WHAT YOU NEED TO DO: Reproduce the part of the kinetic sculpture text from "Our modern technology" to "a little paranoid." word for word, keeping both ends.

-- PROVIDED TEXT follows --

Kinetic Sculpture

 

"As a kid, I always wanted to be a mad scientist or an alchemist. By fifteen, I had an extensive chemistry lab in my parents’ basement. Since the beakers at the hobby store were never cool-looking enough, I taught myself the basics of lampwork glassblowing. Later, I dropped out of Chemical Engineering at Princeton to become an artist.

Nature inspires me, the interplays between art and science always interest me, and glass merges these fields like no other material. After many years, fanciful steam engines and other kinetic sculptures represent a full turn of the circle, back to the colorful, magical mysteries that captivated my childhood self. He’s still in there, and he wants you to come play, too.

I think that people like watching kinetic gizmos with gears and pulleys and crankshafts because, in a paradoxical way, these machines re-connect us with Nature.

Our modern technology is so refined that its workings are beyond our perception. We cannot see with our eyes how a television or a cell phone works, and you can hardly fix anything on your own car anymore. The nuts-and-bolts of our technology hardly exist for us now—it is out of our grasp and increasingly revolves around microchips and wireless connections and the manipulations of molecular biology. No wonder we feel a little paranoid.

-- PROVIDED TEXT concluded --
-- DATA RECORDS follows --

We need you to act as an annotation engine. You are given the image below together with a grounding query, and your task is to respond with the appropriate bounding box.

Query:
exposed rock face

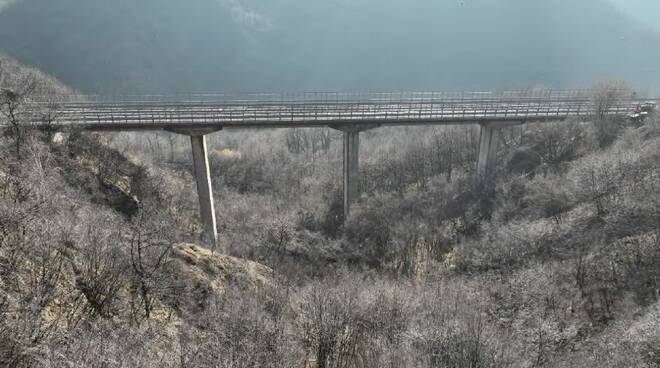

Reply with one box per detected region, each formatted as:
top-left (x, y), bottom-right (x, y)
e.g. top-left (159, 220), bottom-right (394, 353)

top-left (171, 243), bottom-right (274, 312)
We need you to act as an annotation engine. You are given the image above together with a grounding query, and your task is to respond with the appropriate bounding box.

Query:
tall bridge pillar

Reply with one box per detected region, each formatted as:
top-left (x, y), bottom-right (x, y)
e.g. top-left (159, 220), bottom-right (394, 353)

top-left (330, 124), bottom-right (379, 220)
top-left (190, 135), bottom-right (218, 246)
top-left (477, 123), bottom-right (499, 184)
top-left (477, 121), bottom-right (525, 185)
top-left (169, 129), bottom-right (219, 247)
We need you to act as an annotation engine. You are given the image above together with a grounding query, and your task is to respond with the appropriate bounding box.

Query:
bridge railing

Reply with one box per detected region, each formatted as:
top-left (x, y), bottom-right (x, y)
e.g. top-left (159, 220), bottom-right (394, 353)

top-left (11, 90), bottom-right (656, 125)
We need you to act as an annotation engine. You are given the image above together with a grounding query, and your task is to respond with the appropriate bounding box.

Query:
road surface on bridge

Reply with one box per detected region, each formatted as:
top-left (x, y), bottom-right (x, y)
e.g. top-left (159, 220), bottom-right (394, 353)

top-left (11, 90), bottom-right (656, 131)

-- DATA RECORDS concluded --
-- DATA RECORDS follows --

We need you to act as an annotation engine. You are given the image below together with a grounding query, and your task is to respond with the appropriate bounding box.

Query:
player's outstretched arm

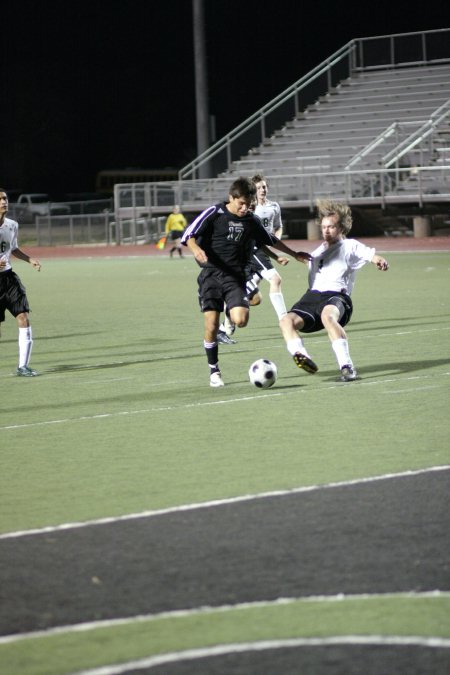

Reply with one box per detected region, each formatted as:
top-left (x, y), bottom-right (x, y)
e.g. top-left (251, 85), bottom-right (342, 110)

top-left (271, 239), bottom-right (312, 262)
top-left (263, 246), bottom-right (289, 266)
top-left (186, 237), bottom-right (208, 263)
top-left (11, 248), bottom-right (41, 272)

-- DATA RECORDS concluded --

EXERCISE RESULT:
Our modern technology is so refined that its workings are beyond our perception. We cannot see with our eyes how a television or a cell phone works, and you can hardly fix anything on your own car anymore. The nuts-and-bolts of our technology hardly exist for us now—it is out of our grasp and increasingly revolves around microchips and wireless connections and the manipulations of molecular biology. No wonder we feel a little paranoid.